=== Work to be completed ===
Rewrite the rows below, replacing "bounding box" with "rectangle" everywhere and changing nothing else.
====== Records for this task ======
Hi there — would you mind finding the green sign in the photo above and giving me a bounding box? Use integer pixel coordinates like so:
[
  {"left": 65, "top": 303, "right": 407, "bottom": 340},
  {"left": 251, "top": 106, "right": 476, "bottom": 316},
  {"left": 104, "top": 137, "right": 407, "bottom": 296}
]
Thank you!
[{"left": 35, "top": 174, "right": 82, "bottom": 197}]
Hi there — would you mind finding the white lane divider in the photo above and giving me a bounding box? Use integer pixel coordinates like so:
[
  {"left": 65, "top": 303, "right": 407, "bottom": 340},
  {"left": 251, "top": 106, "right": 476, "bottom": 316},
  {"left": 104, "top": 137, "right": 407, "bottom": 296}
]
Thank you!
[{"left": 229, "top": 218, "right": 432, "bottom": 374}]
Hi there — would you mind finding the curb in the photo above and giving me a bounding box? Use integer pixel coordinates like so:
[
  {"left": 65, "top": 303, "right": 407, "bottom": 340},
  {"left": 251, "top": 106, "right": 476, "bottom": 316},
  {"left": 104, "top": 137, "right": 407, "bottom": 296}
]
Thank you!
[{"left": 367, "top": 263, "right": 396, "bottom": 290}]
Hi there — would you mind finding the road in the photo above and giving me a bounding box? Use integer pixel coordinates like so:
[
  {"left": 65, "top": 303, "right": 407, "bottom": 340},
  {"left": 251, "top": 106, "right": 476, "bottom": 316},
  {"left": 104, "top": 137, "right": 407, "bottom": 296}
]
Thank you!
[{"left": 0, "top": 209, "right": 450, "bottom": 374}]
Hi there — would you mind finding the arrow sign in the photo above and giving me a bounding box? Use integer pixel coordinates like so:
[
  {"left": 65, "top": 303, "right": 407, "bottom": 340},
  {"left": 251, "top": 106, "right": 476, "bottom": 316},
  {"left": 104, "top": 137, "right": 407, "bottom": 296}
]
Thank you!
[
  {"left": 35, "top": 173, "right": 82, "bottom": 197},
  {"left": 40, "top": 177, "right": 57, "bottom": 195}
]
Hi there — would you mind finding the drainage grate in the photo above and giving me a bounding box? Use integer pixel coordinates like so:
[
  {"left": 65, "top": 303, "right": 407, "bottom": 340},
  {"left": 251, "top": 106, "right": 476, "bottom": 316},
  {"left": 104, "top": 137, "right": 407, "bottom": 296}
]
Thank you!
======
=== Expected answer ===
Hi there — would you mind finding the green sign in the photo above and giving me a rectangle? Use integer pixel coordinates like so:
[
  {"left": 65, "top": 303, "right": 407, "bottom": 340},
  {"left": 251, "top": 106, "right": 476, "bottom": 316},
  {"left": 104, "top": 137, "right": 407, "bottom": 296}
]
Thank you!
[{"left": 35, "top": 174, "right": 82, "bottom": 197}]
Hi there — would you mind finding the white lane divider in the photo above and giving me a rectangle? Use integer pixel coordinates like so:
[
  {"left": 65, "top": 303, "right": 407, "bottom": 340},
  {"left": 251, "top": 106, "right": 476, "bottom": 316},
  {"left": 104, "top": 137, "right": 407, "bottom": 296}
]
Thank you!
[{"left": 229, "top": 218, "right": 432, "bottom": 374}]
Hi there — would you mind finding the curb in the photo above and giving me a rectangle? Use integer pixel coordinates like so:
[
  {"left": 65, "top": 303, "right": 407, "bottom": 340},
  {"left": 251, "top": 106, "right": 476, "bottom": 316},
  {"left": 104, "top": 137, "right": 407, "bottom": 296}
]
Thank you!
[{"left": 367, "top": 263, "right": 396, "bottom": 290}]
Hi there — would you mind finding the road in the photo above and giving me a rectangle? Use integer pixel coordinates like so:
[
  {"left": 65, "top": 303, "right": 407, "bottom": 340},
  {"left": 251, "top": 106, "right": 476, "bottom": 316},
  {"left": 104, "top": 137, "right": 407, "bottom": 296}
]
Thank you!
[{"left": 0, "top": 209, "right": 450, "bottom": 374}]
Hi there — would you mind finding the arrow sign in the photo above and giving me a rectangle? Use integer pixel coordinates like so:
[
  {"left": 65, "top": 303, "right": 407, "bottom": 340},
  {"left": 251, "top": 106, "right": 476, "bottom": 316},
  {"left": 104, "top": 137, "right": 407, "bottom": 296}
]
Thank you!
[
  {"left": 35, "top": 173, "right": 82, "bottom": 197},
  {"left": 40, "top": 177, "right": 57, "bottom": 195}
]
Hi there — would you mind finding the drainage grate in the photo above and giving me a rectangle? Use integer pixel coordinates like so:
[
  {"left": 65, "top": 303, "right": 407, "bottom": 340},
  {"left": 251, "top": 106, "right": 476, "bottom": 316},
  {"left": 104, "top": 137, "right": 407, "bottom": 296}
]
Thank you!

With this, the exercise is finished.